### What you have to do
Copy out word for word the part of the lines below that opens with the line containing "Reviewer note: confirm that each instance of the woman's right" and closes with the line containing "column 139, row 455", including both of those lines.

[Examples of point labeling]
* Begin *

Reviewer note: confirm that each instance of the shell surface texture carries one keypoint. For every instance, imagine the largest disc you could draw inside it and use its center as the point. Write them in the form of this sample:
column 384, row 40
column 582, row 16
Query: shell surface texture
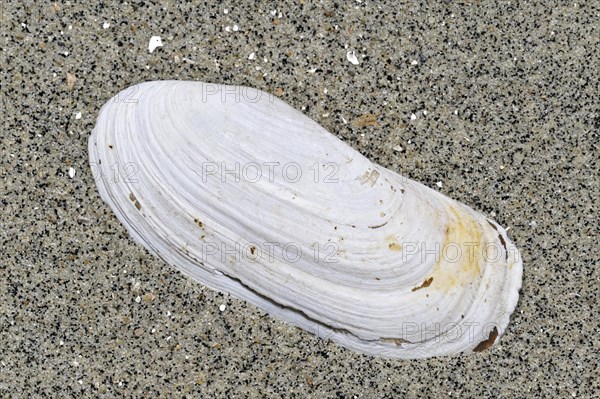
column 247, row 195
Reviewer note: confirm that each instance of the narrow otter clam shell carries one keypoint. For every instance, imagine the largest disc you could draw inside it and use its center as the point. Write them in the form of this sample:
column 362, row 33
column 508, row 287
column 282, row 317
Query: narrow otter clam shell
column 247, row 195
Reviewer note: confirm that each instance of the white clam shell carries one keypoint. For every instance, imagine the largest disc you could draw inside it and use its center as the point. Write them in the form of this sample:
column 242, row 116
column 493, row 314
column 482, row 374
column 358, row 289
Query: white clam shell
column 247, row 195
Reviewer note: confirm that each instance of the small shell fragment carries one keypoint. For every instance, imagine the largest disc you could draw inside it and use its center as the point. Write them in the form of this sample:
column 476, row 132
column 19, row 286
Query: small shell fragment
column 249, row 196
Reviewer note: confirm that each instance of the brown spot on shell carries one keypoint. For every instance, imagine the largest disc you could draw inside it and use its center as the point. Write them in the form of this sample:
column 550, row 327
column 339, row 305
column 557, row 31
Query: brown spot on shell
column 483, row 345
column 425, row 284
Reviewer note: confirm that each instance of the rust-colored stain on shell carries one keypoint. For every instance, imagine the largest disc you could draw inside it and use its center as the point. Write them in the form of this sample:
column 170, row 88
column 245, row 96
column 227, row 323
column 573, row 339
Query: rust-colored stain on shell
column 425, row 284
column 462, row 236
column 483, row 345
column 135, row 201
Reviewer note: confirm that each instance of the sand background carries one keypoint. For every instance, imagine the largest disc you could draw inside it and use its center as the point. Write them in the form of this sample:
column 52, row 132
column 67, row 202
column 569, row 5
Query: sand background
column 511, row 95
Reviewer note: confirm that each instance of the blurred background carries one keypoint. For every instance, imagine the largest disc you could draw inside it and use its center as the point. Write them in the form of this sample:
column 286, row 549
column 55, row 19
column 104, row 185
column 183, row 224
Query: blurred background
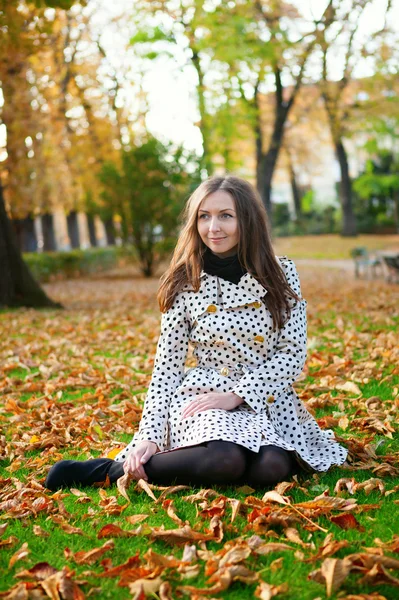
column 112, row 112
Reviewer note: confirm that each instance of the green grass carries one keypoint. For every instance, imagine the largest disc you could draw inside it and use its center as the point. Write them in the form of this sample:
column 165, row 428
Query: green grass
column 333, row 247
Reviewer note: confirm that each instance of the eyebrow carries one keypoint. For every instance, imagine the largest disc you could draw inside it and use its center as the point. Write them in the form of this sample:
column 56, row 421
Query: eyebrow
column 222, row 210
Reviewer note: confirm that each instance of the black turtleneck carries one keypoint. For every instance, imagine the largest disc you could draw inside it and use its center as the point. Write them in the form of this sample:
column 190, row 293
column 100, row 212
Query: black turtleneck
column 228, row 268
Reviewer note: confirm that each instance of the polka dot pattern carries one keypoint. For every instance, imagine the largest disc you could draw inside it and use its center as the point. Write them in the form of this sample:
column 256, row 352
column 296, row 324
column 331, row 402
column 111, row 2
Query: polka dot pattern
column 236, row 349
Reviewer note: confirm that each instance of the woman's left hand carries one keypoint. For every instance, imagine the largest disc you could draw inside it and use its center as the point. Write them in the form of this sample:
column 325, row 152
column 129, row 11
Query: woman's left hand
column 221, row 400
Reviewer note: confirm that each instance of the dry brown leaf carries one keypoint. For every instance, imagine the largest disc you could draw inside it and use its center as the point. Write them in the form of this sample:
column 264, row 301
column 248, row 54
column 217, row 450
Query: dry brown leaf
column 37, row 530
column 346, row 521
column 19, row 555
column 10, row 541
column 266, row 591
column 169, row 506
column 91, row 556
column 145, row 586
column 235, row 555
column 17, row 592
column 180, row 536
column 377, row 575
column 134, row 519
column 334, row 571
column 71, row 530
column 172, row 489
column 277, row 564
column 272, row 547
column 131, row 563
column 123, row 483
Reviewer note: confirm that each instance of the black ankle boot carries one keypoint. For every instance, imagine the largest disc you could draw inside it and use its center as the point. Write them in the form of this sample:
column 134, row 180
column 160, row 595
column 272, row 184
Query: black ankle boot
column 97, row 471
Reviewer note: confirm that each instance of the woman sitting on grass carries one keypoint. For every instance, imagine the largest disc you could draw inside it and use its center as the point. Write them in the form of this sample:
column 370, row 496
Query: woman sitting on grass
column 234, row 417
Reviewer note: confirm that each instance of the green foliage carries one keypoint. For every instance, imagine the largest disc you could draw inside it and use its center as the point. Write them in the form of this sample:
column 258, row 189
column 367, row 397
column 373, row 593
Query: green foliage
column 377, row 189
column 150, row 189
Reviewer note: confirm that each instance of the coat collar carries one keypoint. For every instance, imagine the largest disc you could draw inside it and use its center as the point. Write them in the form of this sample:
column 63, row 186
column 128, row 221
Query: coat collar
column 246, row 291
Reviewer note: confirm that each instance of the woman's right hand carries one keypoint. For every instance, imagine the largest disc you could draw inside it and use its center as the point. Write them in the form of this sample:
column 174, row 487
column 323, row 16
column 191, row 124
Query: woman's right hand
column 139, row 455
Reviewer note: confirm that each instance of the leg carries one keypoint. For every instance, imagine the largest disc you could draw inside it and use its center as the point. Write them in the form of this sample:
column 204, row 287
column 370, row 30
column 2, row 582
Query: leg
column 67, row 473
column 215, row 462
column 269, row 466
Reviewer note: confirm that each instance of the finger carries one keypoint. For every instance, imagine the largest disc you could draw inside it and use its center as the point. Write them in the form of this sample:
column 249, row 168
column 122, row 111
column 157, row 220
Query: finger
column 146, row 456
column 190, row 411
column 141, row 474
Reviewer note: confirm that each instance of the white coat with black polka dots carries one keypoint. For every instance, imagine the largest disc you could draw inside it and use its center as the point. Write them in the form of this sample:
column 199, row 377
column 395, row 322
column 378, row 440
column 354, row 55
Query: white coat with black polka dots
column 236, row 350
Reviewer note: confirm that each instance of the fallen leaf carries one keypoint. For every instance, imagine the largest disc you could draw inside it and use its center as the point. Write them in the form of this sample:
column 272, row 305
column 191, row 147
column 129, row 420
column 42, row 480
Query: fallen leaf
column 19, row 555
column 266, row 591
column 347, row 521
column 91, row 556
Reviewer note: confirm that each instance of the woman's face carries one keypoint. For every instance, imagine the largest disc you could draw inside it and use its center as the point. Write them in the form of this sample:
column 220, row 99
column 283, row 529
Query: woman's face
column 217, row 223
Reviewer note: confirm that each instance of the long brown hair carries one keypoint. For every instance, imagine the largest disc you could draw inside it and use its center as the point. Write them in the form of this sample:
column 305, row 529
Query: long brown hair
column 255, row 251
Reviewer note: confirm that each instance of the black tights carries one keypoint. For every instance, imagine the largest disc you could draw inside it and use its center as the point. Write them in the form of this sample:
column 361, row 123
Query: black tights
column 210, row 463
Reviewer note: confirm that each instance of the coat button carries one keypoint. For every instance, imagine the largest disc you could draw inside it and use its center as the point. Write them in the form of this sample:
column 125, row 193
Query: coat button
column 212, row 308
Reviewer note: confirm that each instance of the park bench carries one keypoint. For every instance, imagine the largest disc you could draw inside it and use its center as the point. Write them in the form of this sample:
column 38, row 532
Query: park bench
column 364, row 263
column 392, row 267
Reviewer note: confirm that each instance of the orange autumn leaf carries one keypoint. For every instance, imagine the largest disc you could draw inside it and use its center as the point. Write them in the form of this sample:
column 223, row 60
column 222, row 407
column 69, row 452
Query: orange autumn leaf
column 347, row 521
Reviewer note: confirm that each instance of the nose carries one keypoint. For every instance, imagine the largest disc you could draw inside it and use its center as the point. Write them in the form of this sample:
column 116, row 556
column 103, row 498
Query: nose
column 214, row 224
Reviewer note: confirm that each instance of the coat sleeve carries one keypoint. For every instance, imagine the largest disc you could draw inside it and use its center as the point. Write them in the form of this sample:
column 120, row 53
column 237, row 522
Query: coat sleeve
column 167, row 374
column 285, row 365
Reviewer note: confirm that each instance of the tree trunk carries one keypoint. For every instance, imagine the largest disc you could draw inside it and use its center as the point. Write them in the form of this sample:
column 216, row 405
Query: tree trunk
column 17, row 285
column 266, row 161
column 348, row 217
column 206, row 158
column 109, row 231
column 296, row 195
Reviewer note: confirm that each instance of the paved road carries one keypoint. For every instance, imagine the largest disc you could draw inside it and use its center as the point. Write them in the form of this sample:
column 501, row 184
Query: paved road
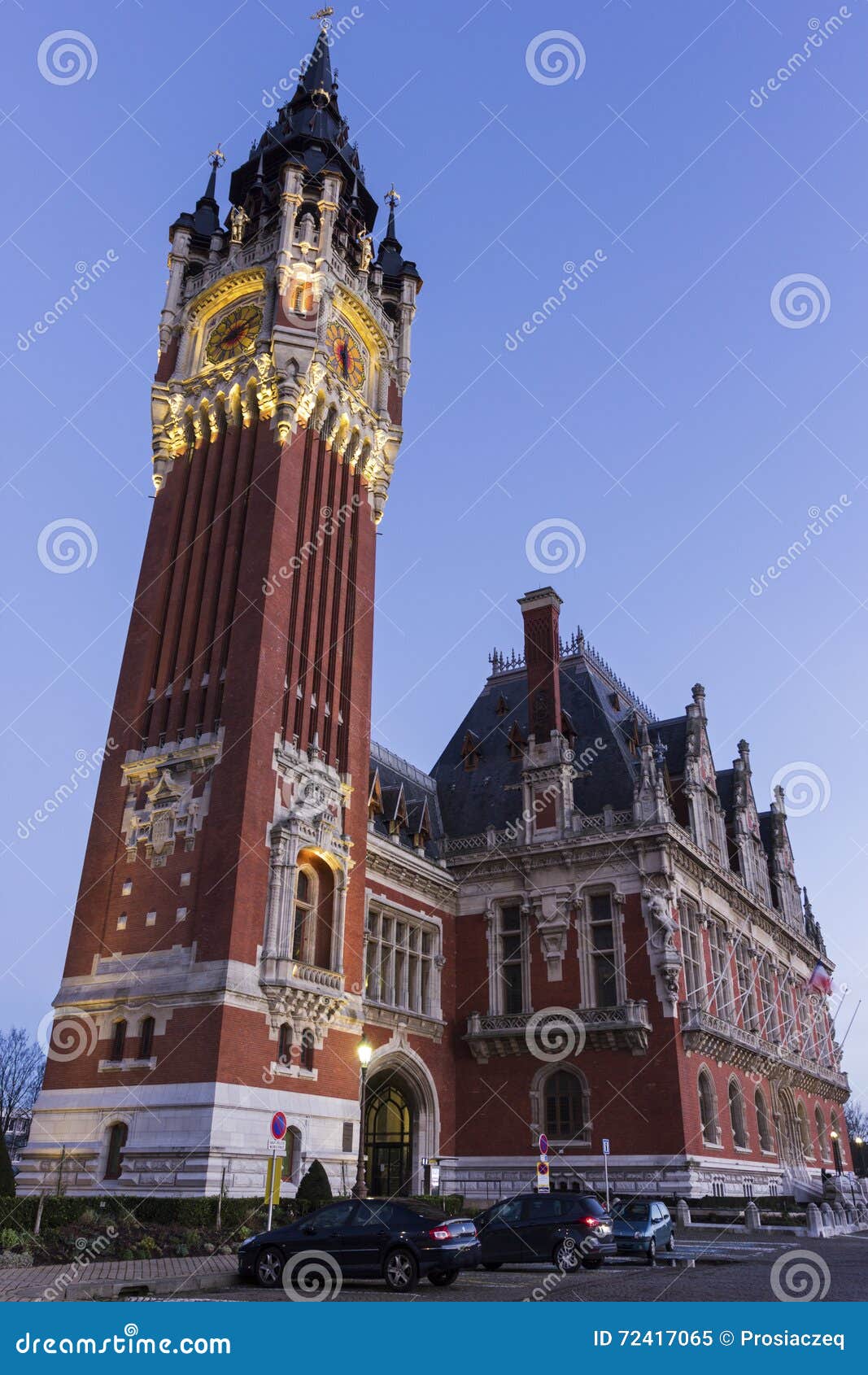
column 744, row 1272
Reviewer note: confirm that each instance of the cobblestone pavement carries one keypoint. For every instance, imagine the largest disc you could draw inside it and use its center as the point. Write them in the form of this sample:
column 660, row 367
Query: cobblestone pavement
column 742, row 1277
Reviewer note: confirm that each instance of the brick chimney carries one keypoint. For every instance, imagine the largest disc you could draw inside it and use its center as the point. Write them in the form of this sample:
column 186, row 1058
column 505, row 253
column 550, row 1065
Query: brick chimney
column 541, row 612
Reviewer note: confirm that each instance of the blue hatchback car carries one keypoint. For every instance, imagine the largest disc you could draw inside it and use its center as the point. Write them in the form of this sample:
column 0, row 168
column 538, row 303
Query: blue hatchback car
column 643, row 1227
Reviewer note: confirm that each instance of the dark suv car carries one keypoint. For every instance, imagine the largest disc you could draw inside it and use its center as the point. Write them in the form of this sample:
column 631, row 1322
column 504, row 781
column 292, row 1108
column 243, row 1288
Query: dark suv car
column 569, row 1229
column 387, row 1239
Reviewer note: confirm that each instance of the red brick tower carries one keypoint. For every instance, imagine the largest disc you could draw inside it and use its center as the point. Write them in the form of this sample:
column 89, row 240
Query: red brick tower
column 215, row 964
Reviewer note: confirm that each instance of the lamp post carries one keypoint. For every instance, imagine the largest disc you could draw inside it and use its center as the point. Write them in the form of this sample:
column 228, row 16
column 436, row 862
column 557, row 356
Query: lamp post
column 364, row 1052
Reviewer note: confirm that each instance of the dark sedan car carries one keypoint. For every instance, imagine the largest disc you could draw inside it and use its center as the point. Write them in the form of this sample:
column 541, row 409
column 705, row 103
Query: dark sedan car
column 395, row 1241
column 569, row 1229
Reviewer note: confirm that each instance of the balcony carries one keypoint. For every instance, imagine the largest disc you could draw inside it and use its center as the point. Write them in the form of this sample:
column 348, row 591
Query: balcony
column 708, row 1034
column 623, row 1028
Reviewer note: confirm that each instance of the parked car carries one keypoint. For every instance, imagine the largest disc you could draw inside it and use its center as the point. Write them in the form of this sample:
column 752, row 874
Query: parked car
column 387, row 1239
column 643, row 1227
column 569, row 1229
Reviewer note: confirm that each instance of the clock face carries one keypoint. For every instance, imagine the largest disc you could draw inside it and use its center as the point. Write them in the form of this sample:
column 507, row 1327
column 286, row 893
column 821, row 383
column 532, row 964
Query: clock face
column 344, row 354
column 236, row 333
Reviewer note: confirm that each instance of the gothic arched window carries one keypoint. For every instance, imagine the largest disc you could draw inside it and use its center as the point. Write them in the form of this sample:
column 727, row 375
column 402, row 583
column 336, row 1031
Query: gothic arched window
column 565, row 1106
column 146, row 1038
column 764, row 1124
column 115, row 1159
column 736, row 1114
column 708, row 1108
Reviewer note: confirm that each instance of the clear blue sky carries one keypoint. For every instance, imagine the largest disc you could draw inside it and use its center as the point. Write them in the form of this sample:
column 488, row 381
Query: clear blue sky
column 663, row 408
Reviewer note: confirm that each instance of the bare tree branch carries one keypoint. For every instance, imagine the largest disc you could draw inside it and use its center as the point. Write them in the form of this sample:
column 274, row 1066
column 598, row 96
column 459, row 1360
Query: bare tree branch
column 22, row 1066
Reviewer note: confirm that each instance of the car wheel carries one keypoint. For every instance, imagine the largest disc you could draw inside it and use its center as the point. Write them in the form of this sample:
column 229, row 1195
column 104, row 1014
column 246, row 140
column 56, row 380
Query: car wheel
column 565, row 1255
column 268, row 1267
column 400, row 1272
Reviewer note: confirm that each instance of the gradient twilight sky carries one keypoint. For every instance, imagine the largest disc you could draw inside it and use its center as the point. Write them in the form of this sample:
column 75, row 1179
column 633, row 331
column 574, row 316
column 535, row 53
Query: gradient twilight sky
column 674, row 408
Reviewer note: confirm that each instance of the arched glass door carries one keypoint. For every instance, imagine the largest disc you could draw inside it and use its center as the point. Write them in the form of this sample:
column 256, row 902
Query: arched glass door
column 388, row 1140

* End *

### Complete output
Reviewer note: confirm that each instance of the woman's right hand carries one keypoint. For every instance, imagine the largest disc you could draw inside it and use its center as the point. Write them in the form of this sample:
column 174, row 487
column 323, row 16
column 191, row 124
Query: woman's right hand
column 139, row 455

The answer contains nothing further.